╭─ Entries supplied

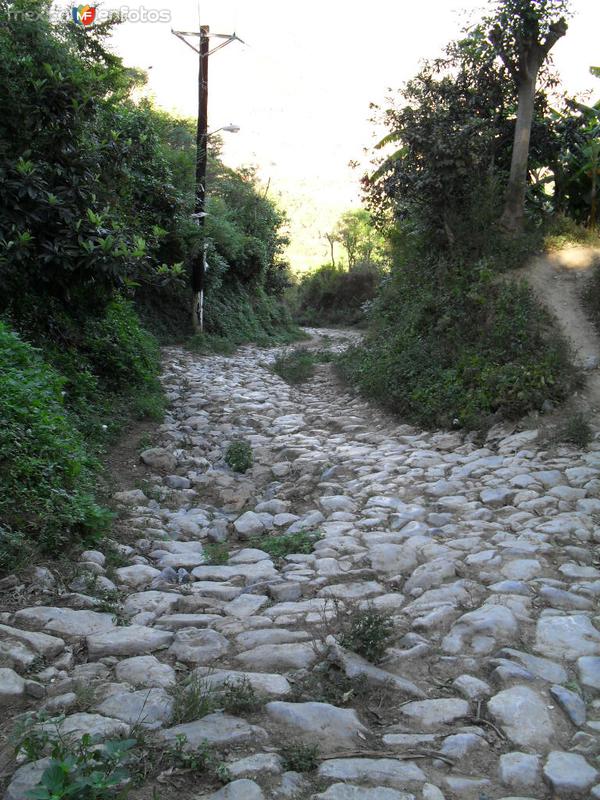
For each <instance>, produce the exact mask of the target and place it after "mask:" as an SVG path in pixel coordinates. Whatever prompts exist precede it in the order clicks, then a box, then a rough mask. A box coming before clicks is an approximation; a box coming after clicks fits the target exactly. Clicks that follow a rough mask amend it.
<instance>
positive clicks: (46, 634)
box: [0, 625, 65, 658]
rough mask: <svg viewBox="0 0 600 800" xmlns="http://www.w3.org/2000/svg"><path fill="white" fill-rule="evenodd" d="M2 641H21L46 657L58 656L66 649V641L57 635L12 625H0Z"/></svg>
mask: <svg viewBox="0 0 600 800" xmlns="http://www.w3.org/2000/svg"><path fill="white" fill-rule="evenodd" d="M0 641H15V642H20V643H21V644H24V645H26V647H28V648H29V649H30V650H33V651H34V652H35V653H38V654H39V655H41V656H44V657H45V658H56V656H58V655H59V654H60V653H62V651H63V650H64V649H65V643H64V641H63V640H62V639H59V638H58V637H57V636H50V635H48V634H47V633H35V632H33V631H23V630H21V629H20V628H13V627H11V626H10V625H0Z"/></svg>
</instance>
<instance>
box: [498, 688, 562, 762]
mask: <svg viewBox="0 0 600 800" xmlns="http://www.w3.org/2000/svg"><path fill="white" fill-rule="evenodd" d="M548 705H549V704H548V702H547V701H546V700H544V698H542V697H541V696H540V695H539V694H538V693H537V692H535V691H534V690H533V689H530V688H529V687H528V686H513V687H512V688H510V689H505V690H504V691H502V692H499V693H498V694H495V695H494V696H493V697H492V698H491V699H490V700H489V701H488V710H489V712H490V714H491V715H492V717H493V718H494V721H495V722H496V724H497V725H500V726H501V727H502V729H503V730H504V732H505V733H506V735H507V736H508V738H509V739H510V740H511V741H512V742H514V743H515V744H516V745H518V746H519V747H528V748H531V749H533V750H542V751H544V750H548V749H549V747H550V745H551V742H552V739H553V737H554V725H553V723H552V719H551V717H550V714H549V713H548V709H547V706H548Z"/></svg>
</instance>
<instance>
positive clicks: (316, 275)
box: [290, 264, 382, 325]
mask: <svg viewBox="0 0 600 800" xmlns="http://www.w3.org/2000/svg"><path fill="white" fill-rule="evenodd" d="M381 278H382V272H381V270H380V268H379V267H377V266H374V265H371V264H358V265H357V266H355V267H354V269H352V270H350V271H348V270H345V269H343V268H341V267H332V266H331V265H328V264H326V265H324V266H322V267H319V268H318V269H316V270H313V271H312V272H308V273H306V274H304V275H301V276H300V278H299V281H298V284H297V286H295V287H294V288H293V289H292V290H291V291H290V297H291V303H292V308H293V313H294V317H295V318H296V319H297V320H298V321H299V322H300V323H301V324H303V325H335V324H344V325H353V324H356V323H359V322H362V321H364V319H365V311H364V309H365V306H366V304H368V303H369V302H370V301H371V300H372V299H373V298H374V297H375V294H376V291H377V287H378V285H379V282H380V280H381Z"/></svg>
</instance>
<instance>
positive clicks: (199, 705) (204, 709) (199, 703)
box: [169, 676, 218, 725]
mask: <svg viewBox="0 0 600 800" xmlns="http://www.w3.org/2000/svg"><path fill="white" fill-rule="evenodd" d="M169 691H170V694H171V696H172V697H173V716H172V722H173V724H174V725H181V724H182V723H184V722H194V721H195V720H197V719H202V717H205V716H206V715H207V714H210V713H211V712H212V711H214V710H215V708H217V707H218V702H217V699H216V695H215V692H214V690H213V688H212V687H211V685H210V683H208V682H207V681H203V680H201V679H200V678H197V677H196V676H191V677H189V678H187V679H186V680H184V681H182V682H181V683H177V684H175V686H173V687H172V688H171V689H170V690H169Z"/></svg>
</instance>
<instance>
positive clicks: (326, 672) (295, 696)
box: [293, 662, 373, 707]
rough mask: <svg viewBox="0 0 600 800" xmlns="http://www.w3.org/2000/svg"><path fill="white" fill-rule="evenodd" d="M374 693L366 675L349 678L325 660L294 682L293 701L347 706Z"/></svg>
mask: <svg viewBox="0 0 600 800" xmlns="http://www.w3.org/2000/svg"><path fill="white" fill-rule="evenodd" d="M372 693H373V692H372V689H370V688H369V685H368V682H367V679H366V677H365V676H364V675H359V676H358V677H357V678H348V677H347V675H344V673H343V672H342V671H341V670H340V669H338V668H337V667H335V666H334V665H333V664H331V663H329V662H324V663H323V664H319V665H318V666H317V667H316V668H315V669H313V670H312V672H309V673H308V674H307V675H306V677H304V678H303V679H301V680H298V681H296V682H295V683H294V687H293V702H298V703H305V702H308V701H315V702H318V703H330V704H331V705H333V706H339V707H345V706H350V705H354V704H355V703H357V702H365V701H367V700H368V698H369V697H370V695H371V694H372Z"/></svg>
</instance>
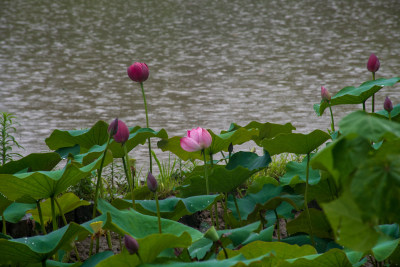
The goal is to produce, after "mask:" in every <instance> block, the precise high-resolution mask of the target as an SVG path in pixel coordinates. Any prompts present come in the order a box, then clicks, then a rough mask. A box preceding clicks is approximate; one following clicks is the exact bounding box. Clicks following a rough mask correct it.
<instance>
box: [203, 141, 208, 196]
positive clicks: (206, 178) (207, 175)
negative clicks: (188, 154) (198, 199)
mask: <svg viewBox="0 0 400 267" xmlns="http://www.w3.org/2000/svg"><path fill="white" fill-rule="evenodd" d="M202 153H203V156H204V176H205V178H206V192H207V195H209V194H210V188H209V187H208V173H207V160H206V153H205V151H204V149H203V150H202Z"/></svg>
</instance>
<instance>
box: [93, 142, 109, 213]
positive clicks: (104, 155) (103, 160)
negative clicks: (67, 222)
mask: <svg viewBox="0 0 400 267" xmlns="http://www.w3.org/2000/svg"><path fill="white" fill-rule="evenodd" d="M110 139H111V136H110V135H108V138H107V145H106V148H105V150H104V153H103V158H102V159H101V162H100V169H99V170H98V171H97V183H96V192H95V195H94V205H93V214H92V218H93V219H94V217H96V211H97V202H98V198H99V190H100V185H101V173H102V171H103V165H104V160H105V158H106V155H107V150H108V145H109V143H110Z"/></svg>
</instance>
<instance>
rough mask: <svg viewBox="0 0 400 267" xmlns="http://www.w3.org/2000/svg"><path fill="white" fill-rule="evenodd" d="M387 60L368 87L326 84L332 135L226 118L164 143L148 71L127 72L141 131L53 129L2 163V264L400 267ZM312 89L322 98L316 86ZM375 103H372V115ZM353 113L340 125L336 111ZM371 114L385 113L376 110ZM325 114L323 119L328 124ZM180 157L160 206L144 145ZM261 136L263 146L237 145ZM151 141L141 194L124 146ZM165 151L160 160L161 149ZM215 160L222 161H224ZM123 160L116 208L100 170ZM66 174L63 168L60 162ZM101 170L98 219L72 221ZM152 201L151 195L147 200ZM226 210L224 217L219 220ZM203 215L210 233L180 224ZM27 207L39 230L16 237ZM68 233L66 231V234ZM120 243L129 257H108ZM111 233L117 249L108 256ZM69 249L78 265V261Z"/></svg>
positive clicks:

╰─

Give back every record above word for word, dropping pictures.

#### Answer for this exercise
For each <instance>, produce the exact mask of the target and place it after "mask:" as an SVG path in pixel coordinates. Whatever prompts exist precede it in the order clicks, then a box, then a rough mask. A box coming before clicks is an approximation; a box coming after clicks fits the target exactly. Clicks that follow a rough mask amend it.
<instance>
positive clicks: (46, 634)
box: [0, 625, 65, 658]
rough mask: <svg viewBox="0 0 600 800" xmlns="http://www.w3.org/2000/svg"><path fill="white" fill-rule="evenodd" d="M2 641H21L46 657L58 656L66 649V641L57 635L12 625H0Z"/></svg>
mask: <svg viewBox="0 0 600 800" xmlns="http://www.w3.org/2000/svg"><path fill="white" fill-rule="evenodd" d="M0 641H15V642H20V643H21V644H24V645H26V647H28V648H29V649H30V650H33V651H34V652H35V653H38V654H39V655H41V656H44V657H45V658H56V656H58V655H59V654H60V653H62V651H63V650H64V649H65V643H64V641H63V640H62V639H59V638H58V637H57V636H50V635H48V634H47V633H35V632H33V631H23V630H21V629H20V628H13V627H11V626H10V625H0Z"/></svg>
</instance>
<instance>
box: [498, 688, 562, 762]
mask: <svg viewBox="0 0 600 800" xmlns="http://www.w3.org/2000/svg"><path fill="white" fill-rule="evenodd" d="M548 705H549V704H548V702H547V701H546V700H544V698H542V697H541V696H540V695H539V694H538V693H537V692H535V691H534V690H533V689H530V688H529V687H528V686H513V687H512V688H510V689H505V690H504V691H502V692H499V693H498V694H495V695H494V696H493V697H492V698H491V699H490V700H489V701H488V710H489V712H490V714H491V715H492V717H493V718H494V721H495V722H496V724H497V725H500V726H501V727H502V729H503V730H504V732H505V733H506V735H507V736H508V738H509V739H510V740H511V741H512V742H514V743H515V744H516V745H518V746H519V747H528V748H531V749H533V750H542V751H544V750H548V749H549V747H550V745H551V742H552V739H553V737H554V725H553V723H552V719H551V717H550V714H549V713H548V709H547V706H548Z"/></svg>
</instance>
<instance>
positive clicks: (316, 275)
box: [290, 264, 382, 325]
mask: <svg viewBox="0 0 600 800" xmlns="http://www.w3.org/2000/svg"><path fill="white" fill-rule="evenodd" d="M381 278H382V272H381V270H380V268H379V267H377V266H374V265H371V264H358V265H357V266H355V267H354V269H352V270H350V271H348V270H345V269H343V268H341V267H332V266H331V265H328V264H326V265H324V266H322V267H319V268H318V269H316V270H313V271H312V272H308V273H306V274H304V275H301V276H300V278H299V281H298V284H297V286H295V287H294V288H293V289H292V290H291V291H290V297H291V303H292V308H293V313H294V317H295V318H296V319H297V320H298V321H299V322H300V323H301V324H303V325H335V324H344V325H353V324H356V323H359V322H362V321H364V319H365V311H364V309H365V306H366V304H368V303H369V302H370V301H371V300H372V299H373V298H374V297H375V294H376V291H377V287H378V285H379V282H380V280H381Z"/></svg>
</instance>
<instance>
positive clicks: (199, 705) (204, 709) (199, 703)
box: [169, 676, 218, 725]
mask: <svg viewBox="0 0 600 800" xmlns="http://www.w3.org/2000/svg"><path fill="white" fill-rule="evenodd" d="M169 691H170V694H171V696H172V697H173V716H172V722H173V724H174V725H181V724H182V723H184V722H194V721H195V720H197V719H202V717H205V716H206V715H207V714H210V713H211V712H212V711H214V710H215V708H217V707H218V702H217V699H216V695H215V692H214V690H213V688H212V687H211V685H210V683H208V682H207V681H203V680H201V679H200V678H197V677H196V676H191V677H189V678H187V679H186V680H184V681H182V682H181V683H177V684H175V686H173V687H172V688H171V689H170V690H169Z"/></svg>
</instance>
<instance>
positive clicks: (326, 672) (295, 696)
box: [293, 662, 373, 707]
rough mask: <svg viewBox="0 0 600 800" xmlns="http://www.w3.org/2000/svg"><path fill="white" fill-rule="evenodd" d="M374 693L366 675L349 678L325 660L294 682L293 701L347 706Z"/></svg>
mask: <svg viewBox="0 0 600 800" xmlns="http://www.w3.org/2000/svg"><path fill="white" fill-rule="evenodd" d="M372 693H373V692H372V689H370V688H369V685H368V682H367V679H366V677H365V676H364V675H359V676H358V677H357V678H348V677H347V675H344V673H343V672H342V671H341V670H340V669H338V668H337V667H335V666H334V665H333V664H331V663H329V662H324V663H323V664H319V665H318V666H317V667H316V668H315V669H313V670H312V672H309V673H308V674H307V675H306V677H304V678H303V679H301V680H298V681H296V682H295V683H294V687H293V702H298V703H305V702H308V701H315V702H318V703H330V704H331V705H333V706H339V707H345V706H350V705H354V704H355V703H357V702H365V701H367V700H368V698H369V697H370V695H371V694H372Z"/></svg>
</instance>
The goal is to produce, after "mask:" in every <instance> block, the precise high-resolution mask of the target as an SVG path in pixel coordinates. Any prompts present come in the order a box, then clicks, then a rough mask. A box preceding clicks is approximate; one following clicks is the exact bounding box. Clicks following a rough mask correct it.
<instance>
box: [203, 141, 208, 196]
positive clicks: (206, 178) (207, 175)
negative clicks: (188, 154) (198, 199)
mask: <svg viewBox="0 0 400 267" xmlns="http://www.w3.org/2000/svg"><path fill="white" fill-rule="evenodd" d="M202 153H203V156H204V176H205V178H206V192H207V195H209V194H210V188H209V187H208V173H207V160H206V153H205V151H204V149H203V150H202Z"/></svg>
</instance>
<instance>
box: [93, 142, 109, 213]
positive clicks: (104, 155) (103, 160)
negative clicks: (67, 222)
mask: <svg viewBox="0 0 400 267" xmlns="http://www.w3.org/2000/svg"><path fill="white" fill-rule="evenodd" d="M110 139H111V136H110V135H108V138H107V145H106V148H105V150H104V153H103V158H102V159H101V162H100V169H99V170H98V171H97V183H96V192H95V195H94V205H93V214H92V218H93V219H94V217H96V211H97V202H98V198H99V190H100V185H101V173H102V171H103V165H104V160H105V158H106V155H107V150H108V145H109V143H110Z"/></svg>
</instance>
<instance>
rough mask: <svg viewBox="0 0 400 267" xmlns="http://www.w3.org/2000/svg"><path fill="white" fill-rule="evenodd" d="M387 60L368 87L326 84L332 135L226 118L164 143L148 71L127 72L141 131L53 129L2 163V264L400 267ZM312 89L322 98L316 86ZM375 103H372V115ZM353 113L340 125L336 111ZM371 114L385 113L376 110ZM325 114L323 119L328 124ZM180 157L160 206L144 145ZM261 136L263 146L237 145ZM151 141L141 194L124 146ZM165 151L160 160L161 149ZM215 160L222 161H224ZM123 160L116 208L100 170ZM66 174L63 168L60 162ZM101 170L98 219L72 221ZM152 201L151 195L147 200ZM226 210L224 217L219 220ZM203 215L210 233L180 224ZM27 207L39 230L16 237ZM68 233L66 231V234ZM120 243L129 257H108ZM111 233L117 249L108 256ZM69 249L78 265V261Z"/></svg>
positive clicks:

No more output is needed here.